YOUR TASKS —
1 – Translate into Spanish this sentence from the skin biopsy passage below: "A biopsy should also be considered if lesions fail to respond to empirical therapy."
2 – According to the skin biopsy passage below, what is the first line of investigation even in an acute case with severe multifocal ulcerative lesions?

EXTRACT TO READ —
=-=-=
Getting the Best From Skin Biopsies
World Small Animal Veterinary Association World Congress Proceedings, 2007
Sonya Bettenay1, BVSc, FACVSc, DECVD; Julie Yager2, BVSc, PhD
1Tierdermatologie Oberhaching, Germany; 2Professor, Ontario Veterinary College, University of Guelph, Canada

Histopathology can be very useful in establishing a diagnosis of skin disease including neoplasia.

The definitive diagnosis which can be made by skin biopsy include:

 Neoplasia (type and whether benign or malignant)

 Infectious agents (bacterial, fungal, parasitic)

 Allergic (although the specific type of allergy may not be identified)

 Endocrine (both for focal and generalised alopecia)

 Drug related/immune mediated disease

When Should We Perform a Skin Biopsy?

 Any skin lesion which appears unusual to the clinician should be biopsied.

 A biopsy should also be considered if lesions fail to respond to empirical therapy.

 Any lesion which appears to be serious or severe. Ulceration especially of the mucocutaneous areas, widespread lesions, painful conditions.

 Diseases which need intensive or expensive treatment, or treatment which has possibly severe adverse effects needs to have a firmly established diagnosis. This will frequently require a biopsy.

 Neoplasia should be considered in patients with nodular diseases.

One of the other major reasons to perform a skin biopsy is to rule out other diagnoses. "I think this is an allergy but ...". In this situation the biopsy report of 'chronic hyperplastic dermatitis with mononuclear perivascular infiltrate'--while not confirming allergy--has at least ruled out the common infectious agents and unusual dermatoses. A supportive pathologic diagnosis interpreted in conjunction with the clinical impressions may be just as useful as a confirmatory diagnosis. One should--however--never perform a biopsy as "the first line of investigation". Even in an acute case with severe multifocal acutely erupting ulcerative lesions the first line of investigation is to perform a thorough clinical work-up and to formulate a list of differential diagnoses.
=-=-=
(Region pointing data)
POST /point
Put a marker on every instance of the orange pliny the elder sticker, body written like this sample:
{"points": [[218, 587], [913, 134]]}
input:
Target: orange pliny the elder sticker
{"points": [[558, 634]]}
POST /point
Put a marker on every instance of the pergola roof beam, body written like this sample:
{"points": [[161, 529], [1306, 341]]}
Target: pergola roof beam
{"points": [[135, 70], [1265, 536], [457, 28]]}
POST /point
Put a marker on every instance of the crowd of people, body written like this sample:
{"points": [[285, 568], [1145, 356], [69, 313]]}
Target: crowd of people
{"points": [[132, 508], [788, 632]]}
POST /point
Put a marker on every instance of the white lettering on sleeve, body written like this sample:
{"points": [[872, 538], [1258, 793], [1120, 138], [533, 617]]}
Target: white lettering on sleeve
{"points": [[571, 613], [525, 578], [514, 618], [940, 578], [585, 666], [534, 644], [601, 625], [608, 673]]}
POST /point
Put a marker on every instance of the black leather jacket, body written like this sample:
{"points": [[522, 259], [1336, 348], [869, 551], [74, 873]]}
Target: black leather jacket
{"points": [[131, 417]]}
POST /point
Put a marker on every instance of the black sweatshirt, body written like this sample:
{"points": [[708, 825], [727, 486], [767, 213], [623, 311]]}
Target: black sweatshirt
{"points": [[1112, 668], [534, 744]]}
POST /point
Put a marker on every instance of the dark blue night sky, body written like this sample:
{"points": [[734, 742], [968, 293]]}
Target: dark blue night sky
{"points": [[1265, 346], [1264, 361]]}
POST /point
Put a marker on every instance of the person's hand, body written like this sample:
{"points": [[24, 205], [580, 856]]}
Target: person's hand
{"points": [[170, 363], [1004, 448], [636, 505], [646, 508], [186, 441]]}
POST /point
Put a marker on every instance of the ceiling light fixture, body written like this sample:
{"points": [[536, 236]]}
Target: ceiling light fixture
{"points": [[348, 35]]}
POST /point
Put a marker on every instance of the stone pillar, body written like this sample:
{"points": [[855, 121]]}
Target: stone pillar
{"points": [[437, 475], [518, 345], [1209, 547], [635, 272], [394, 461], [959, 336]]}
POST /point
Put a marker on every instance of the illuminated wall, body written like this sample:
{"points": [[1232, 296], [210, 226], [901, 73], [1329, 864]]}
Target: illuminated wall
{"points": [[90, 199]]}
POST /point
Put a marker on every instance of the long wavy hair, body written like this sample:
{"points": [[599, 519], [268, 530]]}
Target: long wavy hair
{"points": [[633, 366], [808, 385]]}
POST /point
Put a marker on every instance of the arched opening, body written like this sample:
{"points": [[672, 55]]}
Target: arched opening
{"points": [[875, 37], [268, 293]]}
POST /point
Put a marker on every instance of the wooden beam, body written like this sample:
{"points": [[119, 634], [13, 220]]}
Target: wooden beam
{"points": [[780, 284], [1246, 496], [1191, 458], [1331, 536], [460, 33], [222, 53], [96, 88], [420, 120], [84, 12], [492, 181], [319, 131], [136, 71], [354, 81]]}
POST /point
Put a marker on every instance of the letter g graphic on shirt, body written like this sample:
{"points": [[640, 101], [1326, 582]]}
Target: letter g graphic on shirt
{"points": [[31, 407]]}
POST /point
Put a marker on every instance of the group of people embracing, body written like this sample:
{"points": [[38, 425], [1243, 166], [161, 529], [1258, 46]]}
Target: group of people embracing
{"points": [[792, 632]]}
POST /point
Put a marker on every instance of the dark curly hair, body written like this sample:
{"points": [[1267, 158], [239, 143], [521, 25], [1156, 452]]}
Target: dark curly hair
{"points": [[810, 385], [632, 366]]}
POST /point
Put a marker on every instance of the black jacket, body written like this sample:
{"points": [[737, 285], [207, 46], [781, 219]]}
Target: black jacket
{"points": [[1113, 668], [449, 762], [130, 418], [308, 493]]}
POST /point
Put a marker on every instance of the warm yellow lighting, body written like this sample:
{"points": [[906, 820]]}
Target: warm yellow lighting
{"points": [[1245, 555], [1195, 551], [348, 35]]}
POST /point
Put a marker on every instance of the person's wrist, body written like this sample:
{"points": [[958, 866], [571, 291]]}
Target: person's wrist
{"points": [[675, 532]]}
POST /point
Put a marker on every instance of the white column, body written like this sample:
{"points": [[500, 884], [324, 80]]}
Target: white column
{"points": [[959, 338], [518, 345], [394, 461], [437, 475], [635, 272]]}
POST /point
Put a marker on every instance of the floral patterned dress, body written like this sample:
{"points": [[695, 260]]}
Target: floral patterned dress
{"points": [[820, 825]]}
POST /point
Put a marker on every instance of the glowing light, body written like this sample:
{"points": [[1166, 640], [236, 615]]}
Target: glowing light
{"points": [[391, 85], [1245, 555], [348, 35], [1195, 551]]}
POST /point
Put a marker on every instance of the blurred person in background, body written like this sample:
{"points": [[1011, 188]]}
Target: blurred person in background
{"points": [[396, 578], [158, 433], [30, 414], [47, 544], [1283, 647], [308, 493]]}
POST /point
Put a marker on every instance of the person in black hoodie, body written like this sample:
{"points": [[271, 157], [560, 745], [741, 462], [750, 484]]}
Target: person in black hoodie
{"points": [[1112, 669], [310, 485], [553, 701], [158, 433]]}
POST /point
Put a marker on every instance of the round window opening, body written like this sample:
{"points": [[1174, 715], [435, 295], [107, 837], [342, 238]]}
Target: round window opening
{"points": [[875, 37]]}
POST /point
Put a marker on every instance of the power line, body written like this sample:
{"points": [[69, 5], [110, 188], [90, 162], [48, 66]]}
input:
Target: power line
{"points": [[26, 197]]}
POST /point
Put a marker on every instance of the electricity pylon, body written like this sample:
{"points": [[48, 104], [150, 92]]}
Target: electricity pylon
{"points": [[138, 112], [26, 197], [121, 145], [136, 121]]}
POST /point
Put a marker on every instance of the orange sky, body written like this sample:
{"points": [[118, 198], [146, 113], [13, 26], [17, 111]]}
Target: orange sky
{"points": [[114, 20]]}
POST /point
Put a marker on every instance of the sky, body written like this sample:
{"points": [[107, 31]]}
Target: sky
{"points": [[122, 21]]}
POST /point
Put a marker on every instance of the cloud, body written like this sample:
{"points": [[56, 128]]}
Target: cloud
=-=-=
ANSWERS TO THE TASKS —
1 – También debe considerarse una biopsia si las lesiones no responden a la terapia empírica.

2 – A thorough clinical work-up and a list of differential diagnoses.